(Image point grounding data)
====
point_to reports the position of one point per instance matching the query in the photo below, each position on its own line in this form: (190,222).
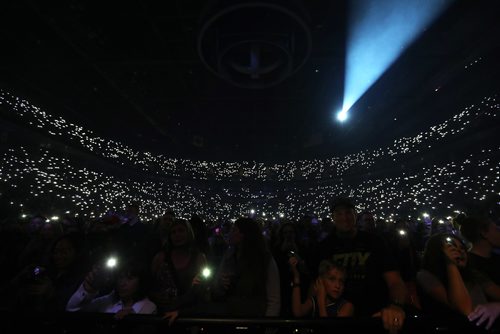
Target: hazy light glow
(379,31)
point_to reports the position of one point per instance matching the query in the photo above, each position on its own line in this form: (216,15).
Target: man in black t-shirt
(373,284)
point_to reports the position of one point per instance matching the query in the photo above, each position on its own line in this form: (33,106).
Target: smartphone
(449,241)
(206,273)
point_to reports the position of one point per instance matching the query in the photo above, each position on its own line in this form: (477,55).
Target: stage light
(379,32)
(342,116)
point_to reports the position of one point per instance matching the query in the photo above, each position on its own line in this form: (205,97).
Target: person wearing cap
(373,284)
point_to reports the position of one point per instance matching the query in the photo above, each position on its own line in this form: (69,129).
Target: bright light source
(206,272)
(111,262)
(379,32)
(342,116)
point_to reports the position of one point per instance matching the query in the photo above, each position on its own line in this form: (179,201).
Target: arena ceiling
(186,78)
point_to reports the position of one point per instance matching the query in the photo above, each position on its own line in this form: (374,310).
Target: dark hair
(134,267)
(326,265)
(254,257)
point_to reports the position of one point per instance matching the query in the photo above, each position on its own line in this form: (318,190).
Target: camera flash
(206,272)
(111,263)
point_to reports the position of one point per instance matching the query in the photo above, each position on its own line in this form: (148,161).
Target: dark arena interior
(120,121)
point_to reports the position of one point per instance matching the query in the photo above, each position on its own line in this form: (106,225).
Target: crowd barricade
(91,323)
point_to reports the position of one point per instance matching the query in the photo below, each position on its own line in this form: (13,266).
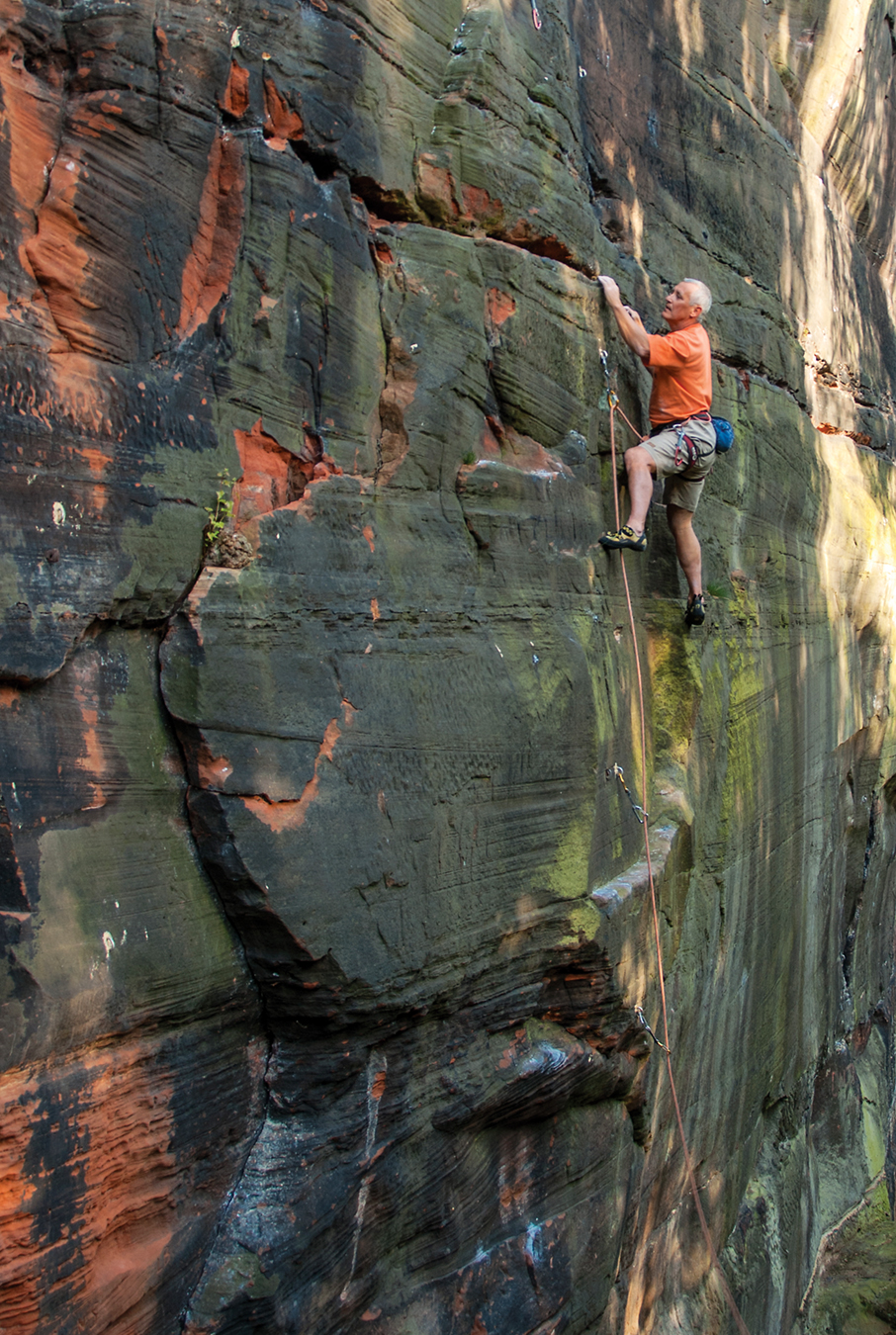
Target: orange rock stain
(122,1211)
(265,483)
(290,815)
(235,99)
(498,308)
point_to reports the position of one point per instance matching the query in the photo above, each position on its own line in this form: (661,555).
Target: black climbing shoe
(696,610)
(625,537)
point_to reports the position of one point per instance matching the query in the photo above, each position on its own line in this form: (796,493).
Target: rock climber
(681,446)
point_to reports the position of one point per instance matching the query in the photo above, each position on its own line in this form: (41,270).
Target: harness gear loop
(617,771)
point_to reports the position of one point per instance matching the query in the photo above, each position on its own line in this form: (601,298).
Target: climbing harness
(640,1015)
(613,403)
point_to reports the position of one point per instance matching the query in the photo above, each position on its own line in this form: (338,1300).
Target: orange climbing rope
(692,1178)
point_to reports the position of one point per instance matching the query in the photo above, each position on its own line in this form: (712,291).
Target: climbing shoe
(625,537)
(696,610)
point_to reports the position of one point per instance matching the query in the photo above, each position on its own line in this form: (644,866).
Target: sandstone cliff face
(323,930)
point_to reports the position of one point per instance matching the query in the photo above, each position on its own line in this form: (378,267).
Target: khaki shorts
(683,483)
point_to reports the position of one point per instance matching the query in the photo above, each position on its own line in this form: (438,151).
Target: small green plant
(222,510)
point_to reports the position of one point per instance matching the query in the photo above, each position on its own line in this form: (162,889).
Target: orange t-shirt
(682,382)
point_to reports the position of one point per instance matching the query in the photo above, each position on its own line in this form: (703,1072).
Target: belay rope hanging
(641,815)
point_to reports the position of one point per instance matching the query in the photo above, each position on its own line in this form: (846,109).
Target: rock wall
(323,930)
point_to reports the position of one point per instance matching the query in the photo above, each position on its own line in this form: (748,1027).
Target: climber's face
(681,309)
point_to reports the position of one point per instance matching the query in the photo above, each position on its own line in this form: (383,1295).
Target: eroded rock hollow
(326,936)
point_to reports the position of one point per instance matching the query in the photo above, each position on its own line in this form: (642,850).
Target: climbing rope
(613,403)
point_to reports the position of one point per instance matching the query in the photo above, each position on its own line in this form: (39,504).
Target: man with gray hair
(681,446)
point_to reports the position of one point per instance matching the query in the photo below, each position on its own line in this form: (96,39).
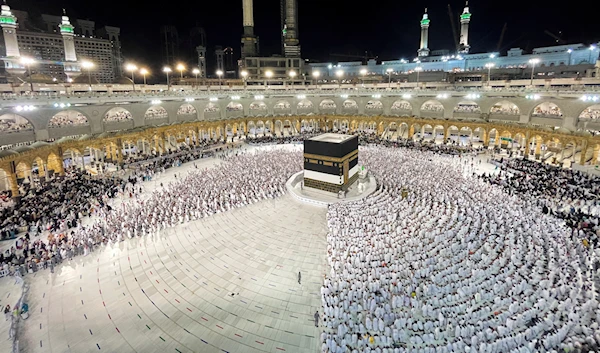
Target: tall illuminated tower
(72,67)
(465,18)
(249,40)
(8,22)
(291,44)
(424,50)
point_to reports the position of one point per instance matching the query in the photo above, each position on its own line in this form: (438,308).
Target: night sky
(387,29)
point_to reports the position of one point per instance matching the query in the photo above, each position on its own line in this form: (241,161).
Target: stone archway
(327,106)
(349,106)
(401,108)
(234,109)
(156,112)
(504,108)
(68,118)
(282,107)
(258,108)
(374,107)
(305,107)
(547,110)
(467,109)
(212,111)
(432,108)
(117,115)
(187,112)
(11,123)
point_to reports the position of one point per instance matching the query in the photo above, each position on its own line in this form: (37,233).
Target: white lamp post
(418,69)
(144,72)
(244,74)
(219,73)
(88,65)
(132,68)
(292,76)
(181,69)
(339,74)
(28,62)
(196,71)
(533,62)
(363,73)
(268,74)
(167,70)
(316,75)
(489,67)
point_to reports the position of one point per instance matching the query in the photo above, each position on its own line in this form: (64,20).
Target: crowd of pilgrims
(9,125)
(568,194)
(437,260)
(59,206)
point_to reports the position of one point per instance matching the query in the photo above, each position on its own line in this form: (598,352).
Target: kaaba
(330,162)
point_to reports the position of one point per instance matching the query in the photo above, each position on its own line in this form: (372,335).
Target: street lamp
(144,72)
(339,74)
(219,73)
(489,67)
(292,76)
(167,70)
(316,75)
(88,65)
(533,62)
(181,69)
(196,71)
(244,74)
(418,69)
(28,62)
(268,74)
(132,68)
(363,73)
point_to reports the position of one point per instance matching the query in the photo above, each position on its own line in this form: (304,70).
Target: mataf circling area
(435,260)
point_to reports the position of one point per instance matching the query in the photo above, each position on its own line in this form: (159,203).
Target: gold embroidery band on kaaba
(350,156)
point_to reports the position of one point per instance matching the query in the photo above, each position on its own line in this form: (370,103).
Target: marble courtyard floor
(227,283)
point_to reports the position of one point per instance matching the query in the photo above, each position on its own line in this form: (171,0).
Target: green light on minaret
(66,28)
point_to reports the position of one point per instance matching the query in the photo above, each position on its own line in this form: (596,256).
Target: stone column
(538,148)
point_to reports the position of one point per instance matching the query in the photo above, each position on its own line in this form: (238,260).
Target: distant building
(169,43)
(44,41)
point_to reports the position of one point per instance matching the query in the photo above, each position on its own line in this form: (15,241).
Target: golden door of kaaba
====
# [To do]
Exactly and exclusively, repeat the lines from the line that contains "this form: (159,203)." through the end of the records, both ends included.

# [Final answer]
point_to reports the position of one point per instance matching the query in the photo above, each position on its own line in this form: (159,203).
Target: gold embroidery band on kaaba
(350,156)
point_to reports the position of one point per instance matching the query in the photo above, each position on its own line in this form: (370,103).
Target: marble courtyard floor
(227,283)
point_to reports the position of one point per instance matching the query in the photo above, each position on its own line in this form: (171,0).
Target: green light on minaret
(66,28)
point_to reports the position of one point per instance matching the query in the photo above, each position on its own line in this form: (596,256).
Target: stone column
(538,148)
point_to reports the position of one point per instance matching the query in the photo above, each position on its own line in this form: (238,260).
Target: distant building
(169,43)
(44,41)
point_to reports the position of one point per instance matching the query in the photo above, each position on its own line in this form: (15,241).
Target: golden door of kaaba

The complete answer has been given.